══ Passage ══
He says it’s too speculative to draw any conclusions about potential links between the latest school violence and any recent societal shifts in Sweden. But he believes it’s clear that right-wing extremists have “made use of” the Nordic nation accepting record numbers of immigrants in recent years in their propaganda.
And, despite Sweden’s global reputation for championing gender equality, anti-feminism and bigotry are also common themes in the kinds of forums attackers and their sympathisers are often part of.
“Since I do follow the [radical online] forums, I see that there are quite a number of people posting messages related to this last event, explaining it by ‘the boys in Sweden… are feminised and are not allowed to be boys.’ So this is a discussion that we obviously need to have.”
Sofia Wikman, an associate professor in criminology at Gävle University and former news journalist, suggests that Covid-19 may also have had an impact.
Swedish teenagers didn’t experience the same level of social isolation as those in many countries, since schools largely remained open. But, she says, the pandemic nevertheless “fired up traffic on the internet” and accelerated an “inevitable” trend for isolated teenagers increasingly connecting on global message boards that celebrate previous attacks.
═══
What the task requires
Copy the passage on school violence in Sweden word for word, in full.
══ Data for review ══
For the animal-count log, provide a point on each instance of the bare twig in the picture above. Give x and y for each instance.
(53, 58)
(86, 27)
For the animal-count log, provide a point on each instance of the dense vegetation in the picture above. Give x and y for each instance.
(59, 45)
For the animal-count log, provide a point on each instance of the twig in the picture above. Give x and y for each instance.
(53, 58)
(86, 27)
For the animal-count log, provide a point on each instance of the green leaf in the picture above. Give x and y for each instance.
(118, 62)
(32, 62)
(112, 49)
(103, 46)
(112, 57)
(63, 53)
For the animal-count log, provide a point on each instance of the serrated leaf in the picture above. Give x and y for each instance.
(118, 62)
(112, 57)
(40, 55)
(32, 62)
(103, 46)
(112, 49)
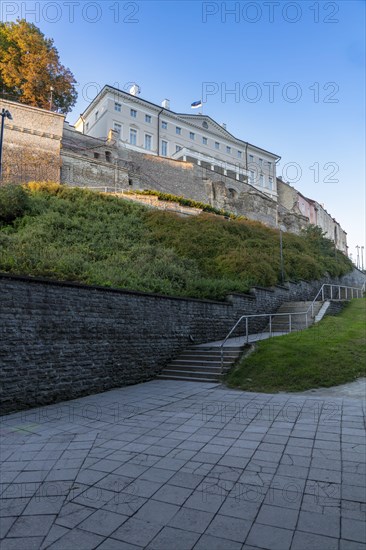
═══
Expected answer
He says it’s too speculative to draw any conclusions about potential links between the latest school violence and any recent societal shifts in Sweden. But he believes it’s clear that right-wing extremists have “made use of” the Nordic nation accepting record numbers of immigrants in recent years in their propaganda.
And, despite Sweden’s global reputation for championing gender equality, anti-feminism and bigotry are also common themes in the kinds of forums attackers and their sympathisers are often part of.
“Since I do follow the [radical online] forums, I see that there are quite a number of people posting messages related to this last event, explaining it by ‘the boys in Sweden… are feminised and are not allowed to be boys.’ So this is a discussion that we obviously need to have.”
Sofia Wikman, an associate professor in criminology at Gävle University and former news journalist, suggests that Covid-19 may also have had an impact.
Swedish teenagers didn’t experience the same level of social isolation as those in many countries, since schools largely remained open. But, she says, the pandemic nevertheless “fired up traffic on the internet” and accelerated an “inevitable” trend for isolated teenagers increasingly connecting on global message boards that celebrate previous attacks.